Bersamaan dengan meninggalnya Gus Dur (mantan Presiden RI ke-4), isu pluralisme kembali menjadi perbincangan. Selama beberapa hari hampir semua media cetak menjadikan pluralisme sebagai berita utama, baik dikaitkan langsung dengan sosok Gus Dur maupun tidak. Isu pluralisme kembali mencuat terutama setelah Presiden Susilo Bambang Yudhoyono menjuluki Gus Dur sebagai “Bapak Pluralisme” yang patut menjadi teladan bagi seluruh bangsa. (Antara.co.id, 31/12/2009).
Mantan Ketua Majelis Permusyawaratan Rakyat Amien Rais pun menilai Gus Dur sebagai ikon pluralisme (Kompas.com, 2/1/2010).

***

DAFTAR TUGAS:
1 > Tolong jawab pertanyaan berikut berdasarkan artikel tentang pluralisme.
(a) Siapa yang menjuluki Gus Dur sebagai "Bapak Pluralisme"?
(b) Gus Dur adalah mantan Presiden RI ke berapa?
(c) Apa penilaian Amien Rais terhadap Gus Dur?
2 > Lanjutkan artikel tentang pluralisme dan Gus Dur mulai setelah kalimat terakhirnya.

Entri untuk pelabelan kotak pembatas:
***

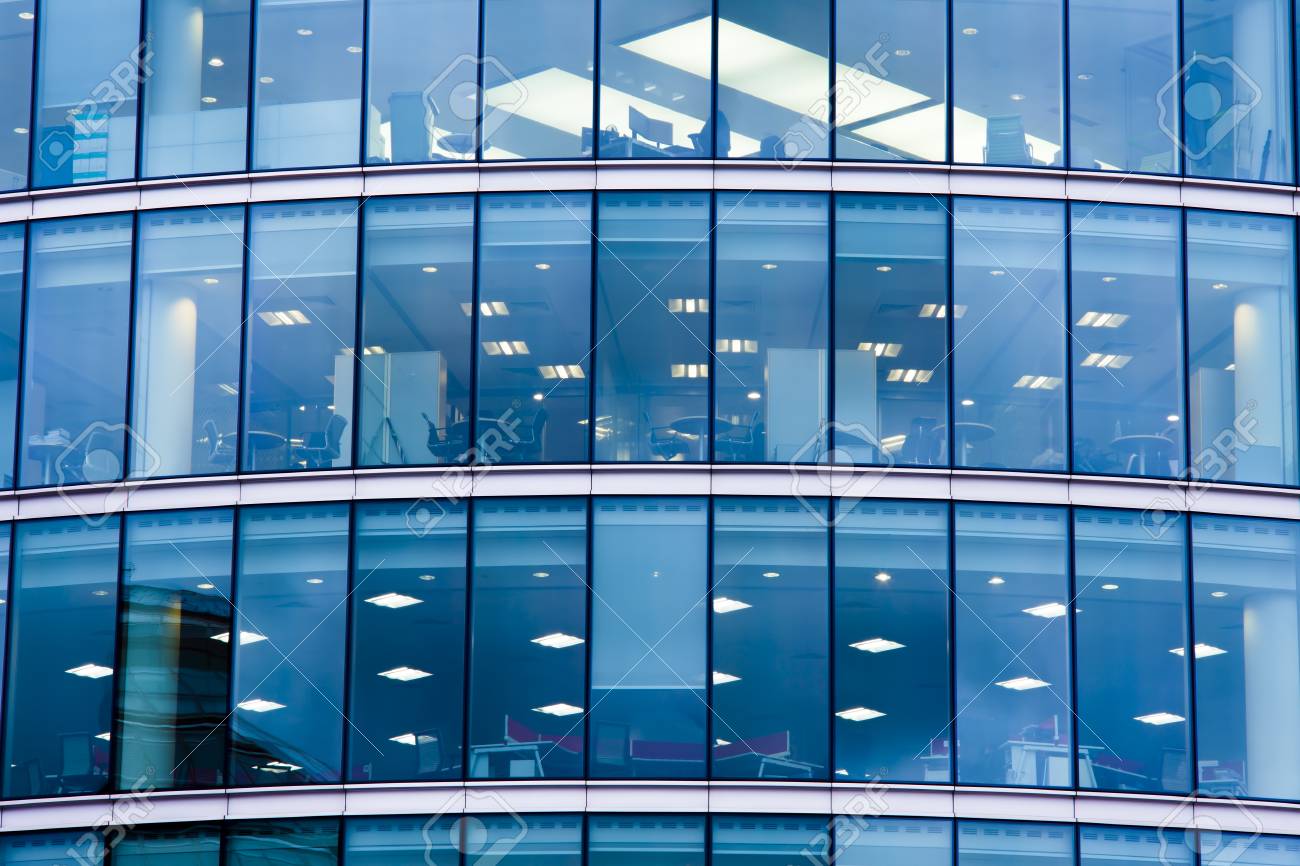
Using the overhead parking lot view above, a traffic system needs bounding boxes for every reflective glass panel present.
[252,0,364,169]
[480,0,595,160]
[714,192,829,463]
[831,195,948,465]
[598,0,714,160]
[956,199,1066,472]
[1074,506,1191,792]
[1187,211,1297,484]
[471,192,592,463]
[18,215,131,488]
[1070,204,1184,477]
[4,516,118,797]
[243,202,358,472]
[347,502,465,781]
[129,207,244,479]
[835,0,948,163]
[230,505,348,785]
[595,192,712,463]
[835,499,952,783]
[140,0,250,177]
[467,498,588,779]
[952,0,1065,165]
[365,0,480,164]
[717,0,831,158]
[710,497,831,780]
[589,497,709,779]
[113,508,234,791]
[358,195,475,466]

***

HASIL JAWABAN:
1 >
(a) Presiden Susilo Bambang Yudhoyono.
(b) Ke-4.
(c) Amien Rais menilai Gus Dur sebagai ikon pluralisme.

2 >
Kalangan liberal tak ketinggalan. Salah seorang
aktivisnya, Zuhairi Misrawi, menulis bahwa dalam rangka memberikan
penghormatan terhadap Gus Dur sebagaimana dilakukan oleh Presiden
Yudhoyono, akan sangat baik jika MUI mencabut kembali fatwa pengharaman
terhadap pluralisme (Kompas.com, 4/1/2010).
Sejumlah kalangan pun menilai penting untuk
memelihara nilai-nilai pluralisme pasca Gus Dur. Mantan Wakil Presien
Jusuf Kalla (JK), misalnya, mengharapkan semangat kebersamaan dan
pluralisme yang selalu dikobarkan Gus Dur tetap terjaga (Detik.com, 30/12/2009).
Pertanyaannya, bagaimana dengan MUI sendiri yang
dalam fatwanya No.7/MUNAS VII/MUI/11/2005 telah dengan jelas-jelas
menyebutkan bahwa pluralisme (selain sekularisme dan liberalisme) adalah
paham yang bertentangan dengan ajaran agama Islam, dan umat Islam haram mengikuti paham tersebut? Lebih penting lagi, bagaimana sesungguhnya pluralisme menurut pandangan Islam?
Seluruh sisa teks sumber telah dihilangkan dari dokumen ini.